(Dataset rows)
· · · ·

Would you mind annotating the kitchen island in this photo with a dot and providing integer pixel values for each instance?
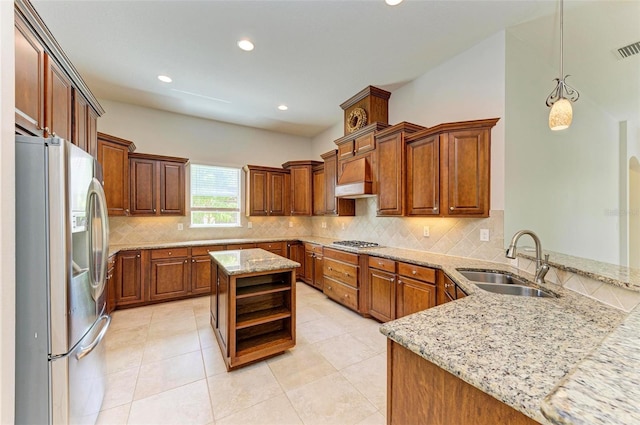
(253, 305)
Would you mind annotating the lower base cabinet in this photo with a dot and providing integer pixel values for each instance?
(419, 392)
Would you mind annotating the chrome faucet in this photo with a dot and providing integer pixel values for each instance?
(542, 267)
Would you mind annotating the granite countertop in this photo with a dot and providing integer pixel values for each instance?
(255, 260)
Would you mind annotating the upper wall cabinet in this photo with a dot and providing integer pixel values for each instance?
(113, 155)
(51, 97)
(267, 191)
(448, 169)
(157, 184)
(390, 146)
(302, 188)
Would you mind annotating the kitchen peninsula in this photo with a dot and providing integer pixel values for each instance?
(253, 305)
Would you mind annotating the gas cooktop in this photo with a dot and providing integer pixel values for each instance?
(357, 244)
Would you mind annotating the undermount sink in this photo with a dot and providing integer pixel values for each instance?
(503, 283)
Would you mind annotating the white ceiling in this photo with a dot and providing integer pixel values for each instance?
(310, 55)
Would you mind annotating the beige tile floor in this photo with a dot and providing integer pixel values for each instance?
(164, 367)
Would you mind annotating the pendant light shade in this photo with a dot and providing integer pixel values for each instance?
(561, 115)
(563, 94)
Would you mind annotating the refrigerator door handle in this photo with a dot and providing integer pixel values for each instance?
(85, 350)
(96, 200)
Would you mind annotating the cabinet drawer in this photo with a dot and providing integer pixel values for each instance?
(343, 294)
(382, 264)
(417, 272)
(365, 143)
(204, 250)
(317, 249)
(346, 257)
(169, 253)
(345, 150)
(345, 273)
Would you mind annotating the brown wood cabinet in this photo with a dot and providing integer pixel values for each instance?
(113, 155)
(295, 252)
(313, 265)
(301, 197)
(157, 184)
(51, 97)
(169, 274)
(129, 282)
(319, 195)
(267, 191)
(333, 205)
(399, 289)
(342, 278)
(420, 392)
(457, 181)
(390, 146)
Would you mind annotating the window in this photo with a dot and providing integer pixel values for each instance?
(215, 196)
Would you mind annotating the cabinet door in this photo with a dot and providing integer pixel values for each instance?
(171, 188)
(318, 271)
(80, 120)
(258, 193)
(29, 80)
(201, 274)
(278, 199)
(115, 172)
(169, 278)
(319, 196)
(382, 295)
(57, 100)
(143, 186)
(222, 300)
(466, 157)
(296, 253)
(423, 176)
(391, 186)
(129, 282)
(414, 296)
(301, 196)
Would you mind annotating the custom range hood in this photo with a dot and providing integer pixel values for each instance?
(356, 180)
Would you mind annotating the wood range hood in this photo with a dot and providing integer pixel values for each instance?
(356, 180)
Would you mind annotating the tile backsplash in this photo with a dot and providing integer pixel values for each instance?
(452, 236)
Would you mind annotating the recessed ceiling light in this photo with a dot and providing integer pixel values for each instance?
(245, 45)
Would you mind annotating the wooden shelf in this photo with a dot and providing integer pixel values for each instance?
(262, 316)
(264, 342)
(267, 288)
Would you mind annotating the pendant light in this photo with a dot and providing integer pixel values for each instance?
(563, 94)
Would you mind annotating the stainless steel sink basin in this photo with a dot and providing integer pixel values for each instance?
(503, 283)
(510, 289)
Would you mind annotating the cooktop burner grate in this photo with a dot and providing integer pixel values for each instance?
(357, 244)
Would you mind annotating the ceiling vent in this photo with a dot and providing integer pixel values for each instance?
(630, 50)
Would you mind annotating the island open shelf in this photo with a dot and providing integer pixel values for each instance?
(252, 305)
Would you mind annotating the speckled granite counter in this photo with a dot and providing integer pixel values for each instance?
(253, 260)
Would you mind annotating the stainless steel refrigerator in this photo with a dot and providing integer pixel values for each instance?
(61, 262)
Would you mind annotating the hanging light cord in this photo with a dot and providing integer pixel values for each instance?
(562, 89)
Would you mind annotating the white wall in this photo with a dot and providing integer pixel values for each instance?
(200, 140)
(563, 185)
(469, 86)
(7, 214)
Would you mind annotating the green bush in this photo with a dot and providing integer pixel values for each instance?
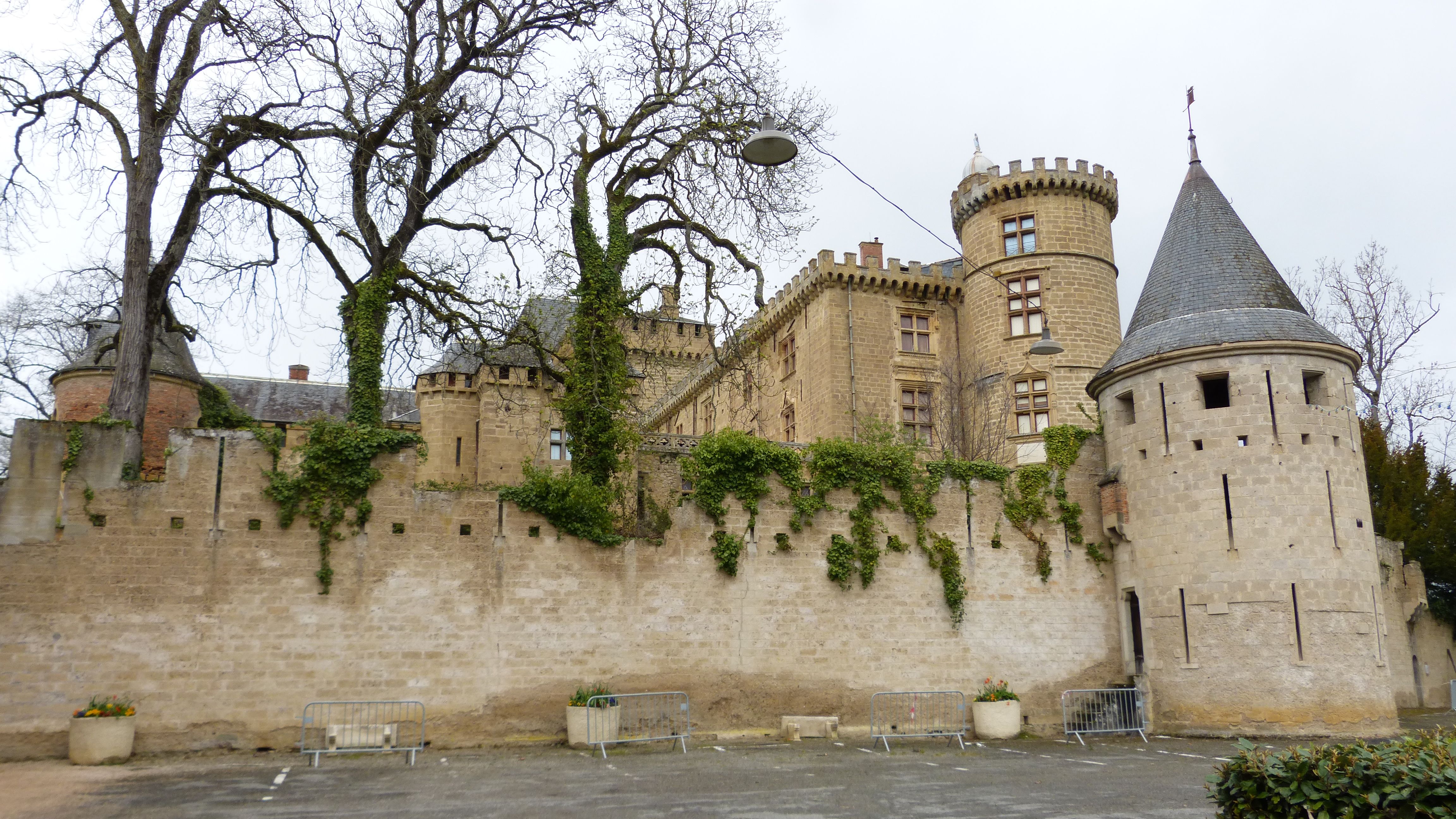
(570, 502)
(1413, 776)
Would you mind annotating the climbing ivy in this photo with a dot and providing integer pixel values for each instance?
(571, 502)
(336, 474)
(219, 411)
(595, 404)
(727, 549)
(731, 461)
(366, 315)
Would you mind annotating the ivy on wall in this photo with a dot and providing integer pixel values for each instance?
(334, 476)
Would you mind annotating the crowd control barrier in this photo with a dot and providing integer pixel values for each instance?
(363, 728)
(1103, 710)
(638, 718)
(918, 713)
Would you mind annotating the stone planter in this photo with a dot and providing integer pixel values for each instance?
(997, 720)
(101, 741)
(604, 725)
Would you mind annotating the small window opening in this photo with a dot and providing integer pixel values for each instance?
(1126, 409)
(1314, 388)
(1215, 391)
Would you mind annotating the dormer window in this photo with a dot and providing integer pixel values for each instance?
(1020, 235)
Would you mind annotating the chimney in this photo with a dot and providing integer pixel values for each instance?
(873, 250)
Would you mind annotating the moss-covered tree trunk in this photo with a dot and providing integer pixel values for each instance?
(595, 406)
(366, 317)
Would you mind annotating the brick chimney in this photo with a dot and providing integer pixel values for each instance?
(873, 250)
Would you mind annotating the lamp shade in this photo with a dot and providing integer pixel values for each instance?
(1046, 346)
(768, 146)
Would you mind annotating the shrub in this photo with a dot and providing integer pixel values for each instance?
(1413, 776)
(995, 693)
(107, 707)
(583, 696)
(570, 500)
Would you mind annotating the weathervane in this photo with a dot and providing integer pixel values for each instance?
(1193, 146)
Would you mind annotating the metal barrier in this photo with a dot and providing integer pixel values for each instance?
(363, 728)
(918, 713)
(1103, 710)
(638, 718)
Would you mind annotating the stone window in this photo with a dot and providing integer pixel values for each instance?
(788, 356)
(1024, 305)
(1020, 235)
(915, 413)
(1215, 391)
(1314, 388)
(560, 445)
(915, 334)
(1033, 406)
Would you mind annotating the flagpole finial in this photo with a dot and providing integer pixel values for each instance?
(1193, 142)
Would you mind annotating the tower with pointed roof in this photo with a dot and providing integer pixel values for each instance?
(1247, 570)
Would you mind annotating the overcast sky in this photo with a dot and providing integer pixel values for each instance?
(1326, 124)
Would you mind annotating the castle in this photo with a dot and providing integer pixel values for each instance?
(1247, 592)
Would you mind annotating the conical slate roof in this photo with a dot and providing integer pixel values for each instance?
(1212, 283)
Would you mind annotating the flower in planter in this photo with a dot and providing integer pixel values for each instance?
(583, 696)
(995, 693)
(107, 707)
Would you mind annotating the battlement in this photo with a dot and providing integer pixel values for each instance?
(980, 190)
(912, 280)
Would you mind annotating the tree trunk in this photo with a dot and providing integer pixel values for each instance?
(366, 317)
(140, 310)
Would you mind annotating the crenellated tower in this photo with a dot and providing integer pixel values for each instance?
(1039, 253)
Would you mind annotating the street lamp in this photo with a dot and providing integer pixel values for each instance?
(768, 146)
(1046, 346)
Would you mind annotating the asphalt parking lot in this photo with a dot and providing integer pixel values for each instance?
(746, 779)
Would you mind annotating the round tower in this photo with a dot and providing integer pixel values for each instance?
(1248, 573)
(83, 387)
(1039, 253)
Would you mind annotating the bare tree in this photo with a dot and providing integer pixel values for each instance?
(972, 410)
(657, 117)
(422, 116)
(1372, 311)
(174, 88)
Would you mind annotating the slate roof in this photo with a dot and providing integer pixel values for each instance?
(293, 401)
(169, 352)
(1212, 283)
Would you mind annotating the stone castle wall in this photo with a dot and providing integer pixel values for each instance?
(219, 632)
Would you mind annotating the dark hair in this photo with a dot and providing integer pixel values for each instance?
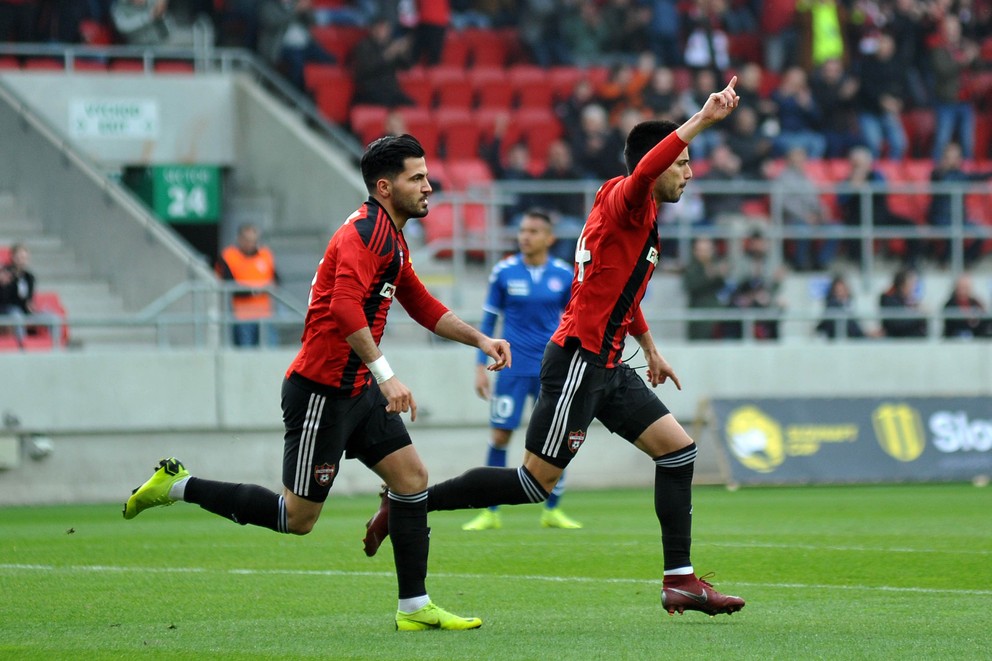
(642, 138)
(384, 157)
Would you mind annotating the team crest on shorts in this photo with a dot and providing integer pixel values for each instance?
(324, 474)
(575, 440)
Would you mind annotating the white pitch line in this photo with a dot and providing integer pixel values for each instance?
(845, 549)
(523, 577)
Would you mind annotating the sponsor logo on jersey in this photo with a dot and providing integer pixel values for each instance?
(575, 440)
(517, 287)
(324, 474)
(755, 439)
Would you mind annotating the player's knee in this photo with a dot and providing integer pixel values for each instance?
(300, 524)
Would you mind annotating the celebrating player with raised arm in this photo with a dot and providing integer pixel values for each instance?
(582, 375)
(340, 397)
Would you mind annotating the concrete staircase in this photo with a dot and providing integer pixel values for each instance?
(57, 269)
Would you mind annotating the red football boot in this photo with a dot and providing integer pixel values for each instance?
(684, 593)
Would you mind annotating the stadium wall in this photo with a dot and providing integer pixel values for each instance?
(111, 415)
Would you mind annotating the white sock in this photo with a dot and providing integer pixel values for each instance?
(178, 490)
(414, 603)
(681, 571)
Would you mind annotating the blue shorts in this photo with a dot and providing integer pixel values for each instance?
(510, 397)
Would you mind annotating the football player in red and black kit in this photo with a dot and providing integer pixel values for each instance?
(582, 373)
(340, 397)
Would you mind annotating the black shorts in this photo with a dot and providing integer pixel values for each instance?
(574, 391)
(320, 428)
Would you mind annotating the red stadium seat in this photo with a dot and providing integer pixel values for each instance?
(453, 94)
(417, 85)
(39, 336)
(439, 228)
(490, 48)
(316, 75)
(492, 89)
(460, 134)
(127, 65)
(43, 64)
(467, 173)
(563, 80)
(457, 49)
(335, 102)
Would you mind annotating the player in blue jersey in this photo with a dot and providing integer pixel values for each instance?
(528, 290)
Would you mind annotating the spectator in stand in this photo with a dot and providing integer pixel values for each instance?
(950, 169)
(596, 151)
(902, 296)
(864, 175)
(799, 117)
(703, 80)
(704, 280)
(19, 20)
(835, 92)
(433, 18)
(583, 34)
(951, 58)
(620, 90)
(284, 38)
(838, 303)
(626, 26)
(253, 267)
(880, 101)
(17, 291)
(725, 206)
(707, 45)
(569, 111)
(975, 322)
(803, 209)
(665, 31)
(905, 21)
(375, 63)
(660, 96)
(778, 32)
(747, 141)
(757, 285)
(515, 166)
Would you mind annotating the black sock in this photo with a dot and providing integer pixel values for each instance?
(411, 542)
(241, 503)
(673, 504)
(486, 487)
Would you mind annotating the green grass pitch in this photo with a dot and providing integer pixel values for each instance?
(868, 572)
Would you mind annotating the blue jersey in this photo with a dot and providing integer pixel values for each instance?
(530, 299)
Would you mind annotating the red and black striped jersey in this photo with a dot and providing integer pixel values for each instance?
(366, 265)
(614, 259)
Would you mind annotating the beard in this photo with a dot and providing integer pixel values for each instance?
(414, 209)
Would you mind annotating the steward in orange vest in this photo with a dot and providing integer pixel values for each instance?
(253, 266)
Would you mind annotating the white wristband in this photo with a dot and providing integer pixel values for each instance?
(380, 369)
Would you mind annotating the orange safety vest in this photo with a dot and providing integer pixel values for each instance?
(255, 271)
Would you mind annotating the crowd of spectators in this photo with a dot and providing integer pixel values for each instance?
(818, 79)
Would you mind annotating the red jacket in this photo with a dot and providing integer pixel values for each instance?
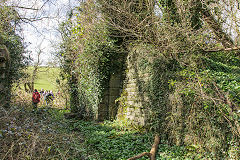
(36, 97)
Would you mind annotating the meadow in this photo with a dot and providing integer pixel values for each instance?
(46, 78)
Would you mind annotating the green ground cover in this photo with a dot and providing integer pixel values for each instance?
(46, 134)
(46, 78)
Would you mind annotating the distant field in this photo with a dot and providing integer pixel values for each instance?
(46, 78)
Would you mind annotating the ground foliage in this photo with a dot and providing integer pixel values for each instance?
(45, 134)
(193, 91)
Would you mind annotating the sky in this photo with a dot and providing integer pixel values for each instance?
(41, 34)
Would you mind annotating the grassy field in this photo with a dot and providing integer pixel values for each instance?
(46, 78)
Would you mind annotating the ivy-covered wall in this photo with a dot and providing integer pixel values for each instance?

· · · ·

**Set exercise:** Render the records from the line containing "Would you mind annotating the stone window" through the line containing "(1033, 406)", both included, as a Markdown table with the columns Row and Entry. Number each line in the Row column, and omit any blank lines.

**Expected answer:**
| Row | Entry |
|---|---|
| 1 | Would you mind annotating the stone window in this photo with a dot and providing integer pixel values for each instance? |
| 2 | (788, 356) |
| 3 | (1024, 305) |
| 4 | (1020, 235) |
| 5 | (915, 413) |
| 6 | (1215, 391) |
| 7 | (1314, 388) |
| 8 | (560, 445) |
| 9 | (915, 334) |
| 10 | (1033, 406) |